Structural Biology Programme

Biological Text Mining Unit

Head of Unit:  Martín Krallinger
Research highlights

The Biological Text Mining Unit began its journey in January 2017, with the aim of providing consultancy, guidance and technical assistance for cognitive computing and text-mining technologies applied to clinical and biomedical documents of relevance, particularly to precision medicine approaches. The Unit has been focusing on fostering collaborative efforts to address the needs faced by healthcare providers (Hospital Virgen del Rocio or Hospital XII de Octubre), Spanish national health-related agencies (the Spanish Medical Agency, the Spanish National Library of Health or the Spanish Royal Medical Academy) and artificial intelligence and language technologies academic research groups.

Clinical text mining represents a strategic innovative research area with considerable potential to leverage uptake of cognitive computing and big data text analytics in health.

To cover integration and discoverability aspects of existing resources, we have examined the design requirements, annotation formats and standards for interoperability of biomedical language technology infrastructures, and have constructed a registry of language processing components and a medical document repository. The Unit has coordinated community assessment evaluation challenges (BioCreative and IberEval) with the aim to benchmark existing tools, to determine cutting edge computational strategies and to enable the development of statistical machine learning models by providing access to Gold Standard annotated training datasets through an evaluation platform. These community assessments included tasks related to the technical evaluation of systems for the automatic recognition of mentions of biomedical named entities in running text (genes, proteins, chemical compounds/drugs, cell lines, diseases, anatomic terms and mutations) or the automatic extraction of drug-target associations. Moreover, we have applied text mining methodologies to concrete use cases, including the implementation of semantic search engines for toxicology and for cancer or the use for disease and gene concepts recognition to assist in the discovery of inverse comorbidities between cancer and neurodegenerative diseases.

Input data -

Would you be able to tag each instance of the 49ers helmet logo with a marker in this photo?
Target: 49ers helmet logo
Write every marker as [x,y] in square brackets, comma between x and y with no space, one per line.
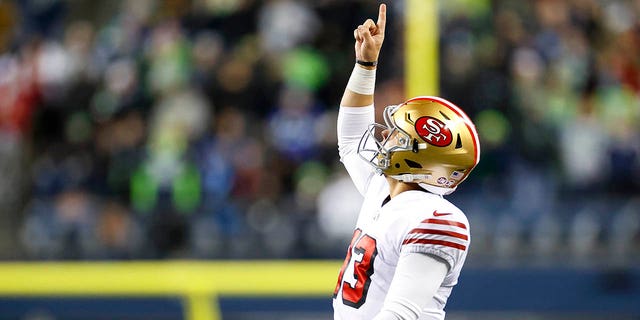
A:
[434,131]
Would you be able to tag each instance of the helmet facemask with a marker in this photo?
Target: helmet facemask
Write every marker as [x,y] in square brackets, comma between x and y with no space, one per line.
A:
[380,141]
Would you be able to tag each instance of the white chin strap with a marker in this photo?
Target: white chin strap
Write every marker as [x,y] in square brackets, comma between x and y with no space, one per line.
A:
[411,178]
[437,190]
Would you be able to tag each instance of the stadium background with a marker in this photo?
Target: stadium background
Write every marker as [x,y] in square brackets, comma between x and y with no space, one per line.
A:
[177,159]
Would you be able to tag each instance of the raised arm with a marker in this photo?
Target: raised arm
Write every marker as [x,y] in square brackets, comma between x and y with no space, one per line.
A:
[369,37]
[353,122]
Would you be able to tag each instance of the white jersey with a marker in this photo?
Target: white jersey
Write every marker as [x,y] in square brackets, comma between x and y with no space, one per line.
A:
[413,221]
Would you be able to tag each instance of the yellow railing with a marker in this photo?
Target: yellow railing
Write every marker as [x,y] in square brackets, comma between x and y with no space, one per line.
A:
[199,283]
[421,48]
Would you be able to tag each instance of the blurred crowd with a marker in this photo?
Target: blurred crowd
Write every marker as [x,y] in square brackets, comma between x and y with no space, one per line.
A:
[206,128]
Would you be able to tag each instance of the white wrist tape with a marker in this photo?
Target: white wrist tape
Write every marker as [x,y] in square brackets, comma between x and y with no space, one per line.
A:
[362,81]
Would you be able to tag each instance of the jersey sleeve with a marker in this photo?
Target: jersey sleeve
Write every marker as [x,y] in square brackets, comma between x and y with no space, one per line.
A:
[352,123]
[442,237]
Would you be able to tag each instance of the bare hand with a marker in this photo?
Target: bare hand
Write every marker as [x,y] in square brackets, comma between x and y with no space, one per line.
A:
[369,36]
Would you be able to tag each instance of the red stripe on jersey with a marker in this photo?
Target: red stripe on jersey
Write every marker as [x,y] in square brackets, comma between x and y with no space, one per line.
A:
[440,232]
[446,222]
[432,241]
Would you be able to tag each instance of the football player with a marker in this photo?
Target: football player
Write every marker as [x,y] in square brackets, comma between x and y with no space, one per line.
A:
[409,243]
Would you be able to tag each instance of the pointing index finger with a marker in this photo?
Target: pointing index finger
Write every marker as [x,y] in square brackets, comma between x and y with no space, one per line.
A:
[382,17]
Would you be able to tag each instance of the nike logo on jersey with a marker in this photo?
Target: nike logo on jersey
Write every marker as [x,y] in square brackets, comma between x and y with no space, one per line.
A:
[440,214]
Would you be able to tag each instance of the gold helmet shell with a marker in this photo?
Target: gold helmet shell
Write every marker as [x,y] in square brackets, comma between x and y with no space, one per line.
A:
[426,140]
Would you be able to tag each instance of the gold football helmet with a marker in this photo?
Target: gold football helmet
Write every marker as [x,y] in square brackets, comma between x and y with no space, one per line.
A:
[426,140]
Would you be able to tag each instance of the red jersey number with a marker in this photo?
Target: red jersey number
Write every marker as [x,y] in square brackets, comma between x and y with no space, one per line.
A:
[361,254]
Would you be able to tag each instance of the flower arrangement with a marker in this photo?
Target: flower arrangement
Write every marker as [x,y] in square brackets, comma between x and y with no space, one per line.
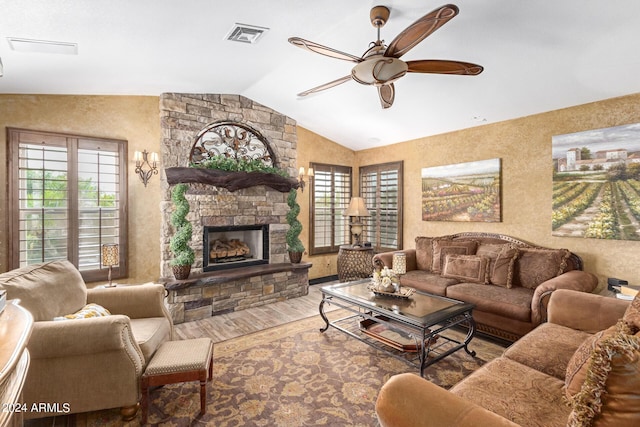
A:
[385,280]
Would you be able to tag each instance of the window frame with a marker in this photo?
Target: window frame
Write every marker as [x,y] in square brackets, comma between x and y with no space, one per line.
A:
[72,144]
[372,231]
[334,247]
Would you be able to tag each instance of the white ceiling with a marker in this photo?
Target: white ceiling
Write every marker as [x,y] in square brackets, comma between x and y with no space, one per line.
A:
[539,55]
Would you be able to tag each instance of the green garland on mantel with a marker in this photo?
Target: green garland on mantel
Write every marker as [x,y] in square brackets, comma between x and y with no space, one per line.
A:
[229,164]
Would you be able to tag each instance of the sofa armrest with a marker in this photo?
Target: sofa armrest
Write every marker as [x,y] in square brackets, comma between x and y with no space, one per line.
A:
[576,280]
[408,400]
[72,338]
[387,258]
[135,301]
[584,311]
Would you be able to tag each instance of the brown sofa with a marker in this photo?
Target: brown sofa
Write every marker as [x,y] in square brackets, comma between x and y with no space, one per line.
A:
[89,363]
[581,368]
[508,280]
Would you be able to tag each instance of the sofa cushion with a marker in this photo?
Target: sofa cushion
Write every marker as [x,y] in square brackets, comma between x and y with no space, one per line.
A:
[468,268]
[603,380]
[444,247]
[537,265]
[503,271]
[47,290]
[548,348]
[424,253]
[428,282]
[517,392]
[632,314]
[512,303]
[87,312]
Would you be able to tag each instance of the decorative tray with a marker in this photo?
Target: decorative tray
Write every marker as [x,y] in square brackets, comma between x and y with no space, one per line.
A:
[403,294]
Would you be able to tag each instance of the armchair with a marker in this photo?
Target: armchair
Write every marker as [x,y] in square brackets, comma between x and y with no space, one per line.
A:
[93,363]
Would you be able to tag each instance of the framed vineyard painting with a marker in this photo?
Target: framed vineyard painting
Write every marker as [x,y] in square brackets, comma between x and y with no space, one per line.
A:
[462,192]
[596,183]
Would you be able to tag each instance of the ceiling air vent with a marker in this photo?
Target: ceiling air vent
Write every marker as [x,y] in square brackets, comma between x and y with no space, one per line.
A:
[245,33]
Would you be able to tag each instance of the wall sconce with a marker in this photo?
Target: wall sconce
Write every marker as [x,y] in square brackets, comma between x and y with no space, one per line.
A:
[310,175]
[110,257]
[144,168]
[356,209]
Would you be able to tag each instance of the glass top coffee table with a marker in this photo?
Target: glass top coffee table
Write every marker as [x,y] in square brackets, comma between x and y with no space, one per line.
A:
[414,329]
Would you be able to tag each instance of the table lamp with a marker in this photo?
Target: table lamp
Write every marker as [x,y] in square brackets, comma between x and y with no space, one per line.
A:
[356,209]
[110,257]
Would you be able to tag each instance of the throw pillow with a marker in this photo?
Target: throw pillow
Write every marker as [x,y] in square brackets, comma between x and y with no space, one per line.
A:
[88,311]
[442,247]
[491,251]
[469,268]
[632,314]
[424,253]
[537,265]
[605,390]
[502,272]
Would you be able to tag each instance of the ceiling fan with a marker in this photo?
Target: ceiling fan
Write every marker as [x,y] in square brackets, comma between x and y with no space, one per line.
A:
[381,65]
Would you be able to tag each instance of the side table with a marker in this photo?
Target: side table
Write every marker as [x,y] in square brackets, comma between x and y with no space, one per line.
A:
[354,263]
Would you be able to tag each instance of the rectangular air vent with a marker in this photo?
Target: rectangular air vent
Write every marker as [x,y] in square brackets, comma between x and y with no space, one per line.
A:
[245,33]
[42,46]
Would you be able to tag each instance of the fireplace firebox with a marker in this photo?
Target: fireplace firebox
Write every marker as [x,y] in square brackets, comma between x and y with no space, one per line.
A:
[235,246]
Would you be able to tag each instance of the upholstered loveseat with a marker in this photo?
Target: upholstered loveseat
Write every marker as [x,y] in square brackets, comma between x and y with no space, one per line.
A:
[581,368]
[508,280]
[90,363]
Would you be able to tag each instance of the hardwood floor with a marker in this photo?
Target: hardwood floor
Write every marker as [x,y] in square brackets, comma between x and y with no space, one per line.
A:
[226,326]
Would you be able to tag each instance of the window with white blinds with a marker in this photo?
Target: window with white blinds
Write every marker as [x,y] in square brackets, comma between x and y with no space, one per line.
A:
[330,195]
[381,188]
[68,198]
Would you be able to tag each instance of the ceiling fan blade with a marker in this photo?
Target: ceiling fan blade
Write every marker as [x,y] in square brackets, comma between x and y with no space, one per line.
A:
[437,66]
[323,50]
[387,93]
[419,30]
[326,85]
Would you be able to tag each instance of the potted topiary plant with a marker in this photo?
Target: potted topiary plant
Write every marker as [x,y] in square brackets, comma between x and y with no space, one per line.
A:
[179,244]
[294,245]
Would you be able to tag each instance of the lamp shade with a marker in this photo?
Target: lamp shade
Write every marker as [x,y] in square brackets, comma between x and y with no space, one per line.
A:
[399,263]
[356,208]
[110,255]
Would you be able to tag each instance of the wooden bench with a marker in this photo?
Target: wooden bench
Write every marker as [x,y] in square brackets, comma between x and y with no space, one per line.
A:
[179,361]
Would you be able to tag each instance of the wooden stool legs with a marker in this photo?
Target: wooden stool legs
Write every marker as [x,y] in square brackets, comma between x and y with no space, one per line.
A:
[157,380]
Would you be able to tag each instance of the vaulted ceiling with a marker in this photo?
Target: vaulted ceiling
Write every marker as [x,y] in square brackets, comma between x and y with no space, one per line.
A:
[539,55]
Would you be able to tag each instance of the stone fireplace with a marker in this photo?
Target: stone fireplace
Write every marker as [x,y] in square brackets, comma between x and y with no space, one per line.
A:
[254,216]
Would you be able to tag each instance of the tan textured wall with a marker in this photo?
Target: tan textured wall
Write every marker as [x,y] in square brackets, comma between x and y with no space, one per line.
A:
[524,145]
[315,148]
[133,118]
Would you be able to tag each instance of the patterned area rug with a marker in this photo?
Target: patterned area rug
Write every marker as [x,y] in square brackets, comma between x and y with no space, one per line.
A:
[292,375]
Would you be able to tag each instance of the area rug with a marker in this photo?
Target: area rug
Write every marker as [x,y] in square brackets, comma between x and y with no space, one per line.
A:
[292,375]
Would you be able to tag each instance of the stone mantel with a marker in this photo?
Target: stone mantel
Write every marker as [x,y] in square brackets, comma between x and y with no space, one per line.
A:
[225,276]
[232,181]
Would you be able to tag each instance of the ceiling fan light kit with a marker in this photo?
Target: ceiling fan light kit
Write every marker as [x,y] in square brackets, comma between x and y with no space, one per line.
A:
[381,65]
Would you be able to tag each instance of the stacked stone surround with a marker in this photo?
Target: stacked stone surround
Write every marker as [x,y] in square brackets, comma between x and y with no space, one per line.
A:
[182,117]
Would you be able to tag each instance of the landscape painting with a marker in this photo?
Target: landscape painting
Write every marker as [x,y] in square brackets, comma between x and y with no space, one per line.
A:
[596,184]
[462,192]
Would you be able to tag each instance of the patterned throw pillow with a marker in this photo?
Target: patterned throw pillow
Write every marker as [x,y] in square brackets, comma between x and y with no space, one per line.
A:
[88,311]
[502,272]
[632,314]
[442,247]
[603,380]
[469,268]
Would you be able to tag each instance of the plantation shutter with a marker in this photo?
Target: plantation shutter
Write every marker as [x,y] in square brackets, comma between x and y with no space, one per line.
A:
[381,188]
[330,195]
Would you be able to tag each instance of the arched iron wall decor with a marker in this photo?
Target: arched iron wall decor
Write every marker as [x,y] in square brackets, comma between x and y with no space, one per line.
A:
[232,140]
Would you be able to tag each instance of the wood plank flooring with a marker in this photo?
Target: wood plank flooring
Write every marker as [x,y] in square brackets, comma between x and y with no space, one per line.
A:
[226,326]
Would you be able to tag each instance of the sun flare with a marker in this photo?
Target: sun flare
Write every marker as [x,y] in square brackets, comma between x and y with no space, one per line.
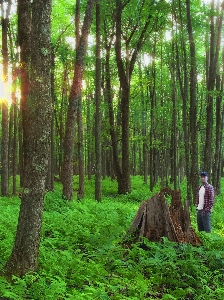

Problem to work on -
Answer these questions about the Biological Text Mining Unit page:
1. Who heads the Unit?
2. In what month and year did the Unit begin?
3. Which community assessment evaluation challenges did the Unit coordinate?
The rows aren't needed for any of this.

Result of this task -
1. Martín Krallinger
2. January 2017
3. BioCreative and IberEval